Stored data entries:
=-=-=
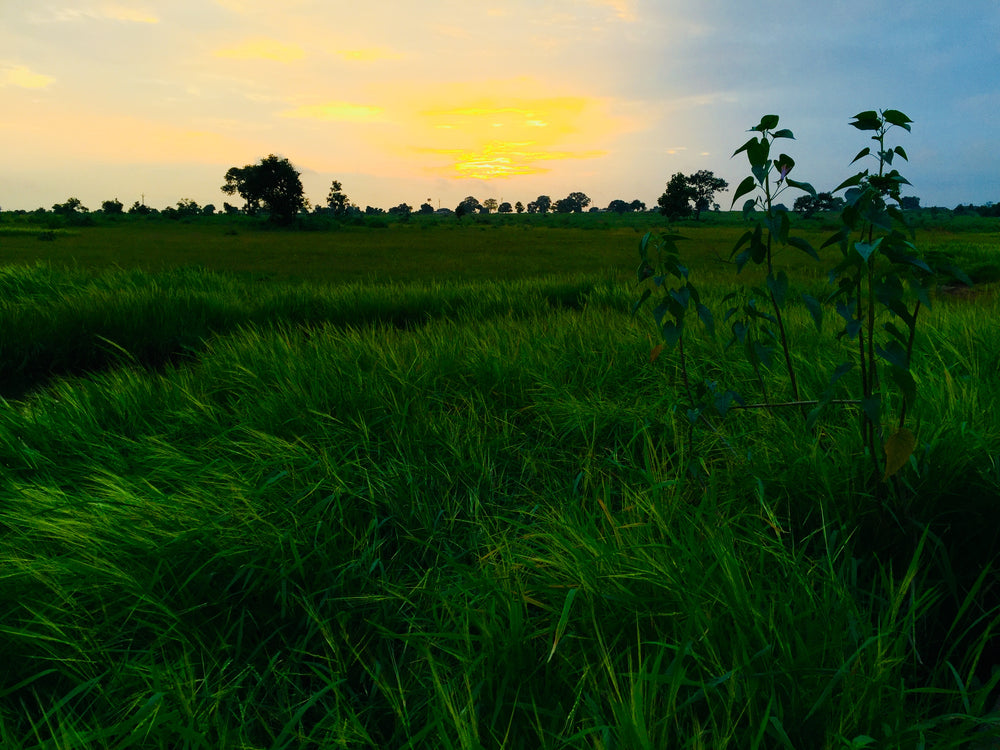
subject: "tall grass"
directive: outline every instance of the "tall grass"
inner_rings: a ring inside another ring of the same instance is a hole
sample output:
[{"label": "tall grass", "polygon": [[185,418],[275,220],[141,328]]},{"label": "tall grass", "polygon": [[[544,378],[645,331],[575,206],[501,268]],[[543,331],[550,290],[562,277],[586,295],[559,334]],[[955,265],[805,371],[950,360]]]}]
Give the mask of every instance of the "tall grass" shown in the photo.
[{"label": "tall grass", "polygon": [[[3,278],[5,362],[81,343],[0,404],[2,746],[968,747],[998,723],[993,297],[927,321],[890,506],[850,414],[688,446],[610,280]],[[749,387],[722,344],[691,346]]]}]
=-=-=
* **EXERCISE REQUIREMENTS**
Output all the records above again exactly, with the pictures dropped.

* **ANSWER BOX**
subject: "tall grass"
directive: outline every instance of the "tall grass"
inner_rings: a ring inside another ring of the same instance is a hole
sample output:
[{"label": "tall grass", "polygon": [[185,418],[275,220],[141,328]]},{"label": "tall grass", "polygon": [[[544,378],[645,331],[575,206],[501,268]],[[543,331],[550,290],[562,277],[586,295],[559,334]],[[955,265],[805,371],[950,360]]]}]
Give the mask of every instance of the "tall grass" shown in the photo.
[{"label": "tall grass", "polygon": [[[3,278],[5,362],[81,343],[0,404],[2,746],[968,747],[998,723],[993,297],[927,321],[890,506],[850,414],[688,446],[610,280]],[[749,387],[722,344],[691,346]]]}]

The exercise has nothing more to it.